Source document:
_ _ _
Note that to get the full benefits of Readonly, you need to be using Perl 5.8 and have installed the associated Readonly::XS module, which requires precompilation. Be sure to read the module's documentation for a careful description of the pros and cons of using Readonly under earlier versions of Perl or without the precompiled helper module.

If you decide not to use the Readonly module in production code (for performance or political reasons), then using constant is still better than using literal values.

Leading Zeros

Don't pad decimal numbers with leading zeros.
_ _ _
Stated task 1: In the Perl coding passage, which module must be installed with Perl 5.8 to get the full benefits of Readonly?
Stated task 2: Carry on the Perl coding passage from the point where it stops.

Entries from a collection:
_ _ _
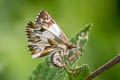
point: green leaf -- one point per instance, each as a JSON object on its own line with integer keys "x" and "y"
{"x": 80, "y": 40}
{"x": 80, "y": 73}
{"x": 45, "y": 71}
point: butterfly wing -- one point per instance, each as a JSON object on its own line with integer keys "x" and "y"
{"x": 41, "y": 41}
{"x": 45, "y": 20}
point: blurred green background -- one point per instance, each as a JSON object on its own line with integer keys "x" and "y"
{"x": 71, "y": 15}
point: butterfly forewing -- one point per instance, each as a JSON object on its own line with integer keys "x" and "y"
{"x": 45, "y": 37}
{"x": 45, "y": 20}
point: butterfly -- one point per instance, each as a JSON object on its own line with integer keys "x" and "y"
{"x": 46, "y": 38}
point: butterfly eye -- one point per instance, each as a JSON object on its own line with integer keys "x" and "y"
{"x": 56, "y": 60}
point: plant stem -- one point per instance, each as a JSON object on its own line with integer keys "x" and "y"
{"x": 109, "y": 64}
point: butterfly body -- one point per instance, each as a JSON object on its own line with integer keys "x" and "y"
{"x": 45, "y": 37}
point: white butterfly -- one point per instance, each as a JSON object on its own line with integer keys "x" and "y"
{"x": 45, "y": 37}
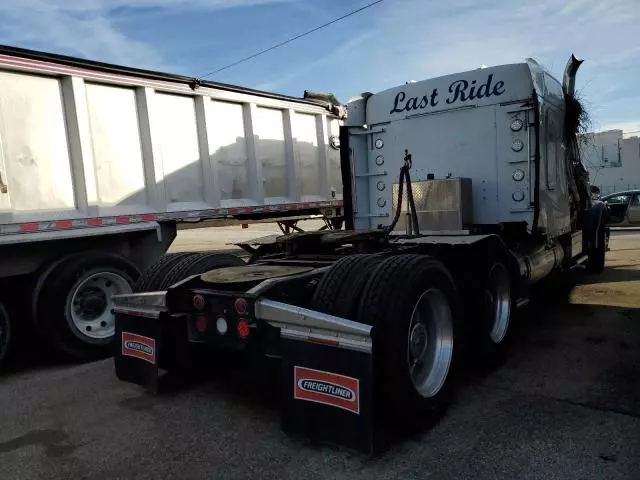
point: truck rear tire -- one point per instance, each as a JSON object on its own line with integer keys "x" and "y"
{"x": 5, "y": 332}
{"x": 197, "y": 264}
{"x": 151, "y": 278}
{"x": 493, "y": 333}
{"x": 412, "y": 303}
{"x": 71, "y": 302}
{"x": 338, "y": 292}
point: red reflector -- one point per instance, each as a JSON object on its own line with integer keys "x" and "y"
{"x": 243, "y": 328}
{"x": 198, "y": 302}
{"x": 241, "y": 306}
{"x": 201, "y": 323}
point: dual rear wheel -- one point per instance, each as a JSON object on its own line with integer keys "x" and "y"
{"x": 413, "y": 303}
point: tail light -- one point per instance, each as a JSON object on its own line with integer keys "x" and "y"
{"x": 201, "y": 323}
{"x": 221, "y": 325}
{"x": 242, "y": 328}
{"x": 198, "y": 302}
{"x": 240, "y": 306}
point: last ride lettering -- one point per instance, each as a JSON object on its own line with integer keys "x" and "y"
{"x": 459, "y": 91}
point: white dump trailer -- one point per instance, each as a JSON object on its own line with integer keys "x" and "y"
{"x": 99, "y": 163}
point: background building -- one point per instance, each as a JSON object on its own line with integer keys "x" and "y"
{"x": 612, "y": 159}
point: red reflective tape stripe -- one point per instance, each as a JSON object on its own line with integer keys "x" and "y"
{"x": 63, "y": 224}
{"x": 324, "y": 341}
{"x": 29, "y": 227}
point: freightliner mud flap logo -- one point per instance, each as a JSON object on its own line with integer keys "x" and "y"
{"x": 138, "y": 346}
{"x": 327, "y": 388}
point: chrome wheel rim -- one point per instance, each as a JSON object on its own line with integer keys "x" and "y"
{"x": 498, "y": 303}
{"x": 430, "y": 342}
{"x": 90, "y": 307}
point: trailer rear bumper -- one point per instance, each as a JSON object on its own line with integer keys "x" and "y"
{"x": 326, "y": 377}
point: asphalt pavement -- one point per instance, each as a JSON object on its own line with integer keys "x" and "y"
{"x": 565, "y": 405}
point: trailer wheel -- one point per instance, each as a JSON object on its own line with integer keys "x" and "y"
{"x": 152, "y": 277}
{"x": 338, "y": 293}
{"x": 72, "y": 306}
{"x": 5, "y": 332}
{"x": 412, "y": 303}
{"x": 199, "y": 263}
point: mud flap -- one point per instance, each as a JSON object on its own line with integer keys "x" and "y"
{"x": 327, "y": 395}
{"x": 138, "y": 344}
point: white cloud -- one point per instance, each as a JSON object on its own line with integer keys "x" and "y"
{"x": 419, "y": 39}
{"x": 86, "y": 28}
_ _ _
Exercise result 1: Readonly::XS, which requires precompilation.

Exercise result 2:
Several of the guidelines in this book recommend laying out data in table format, and aligning that data vertically. For example:

use Readonly;

Readonly my %ATOMIC_NUMBER => (
    NITROGEN   =>    7,
    NIOBIUM    =>   41,
    NEODYNIUM  =>   60,
    NOBELIUM   =>  102,);

But sometimes the desire to make columns line up cleanly can be counterproductive. For example, you might be tempted to pad the atomic weight values with zeros to make them uniform:

use Readonly;

Readonly my %ATOMIC_NUMBER => (
    NITROGEN   =>  007,
    NIOBIUM    =>  041,
    NEODYNIUM  =>  060,
    NOBELIUM   =>  102,
);

Unfortunately, that also makes them wrong. Even though leading zeros aren't significant in mathematics, they are significant in Perl. Any integer that begins with a zero is interpreted as an octal number, not a decimal. So the example zero-padded version is actually equivalent to:

use Readonly;

Readonly my %ATOMIC_NUMBER => (
    NITROGEN   =>   7,
    NIOBIUM    =>  33,
    NEODYNIUM  =>  48,
    NOBELIUM   => 102,
);

To avoid this covert transmutation of the numbers, never start a literal integer with zero. Even if you do intend to specify octal numbers, don't use a leading zero, as that may still mislead inattentive future readers of your code.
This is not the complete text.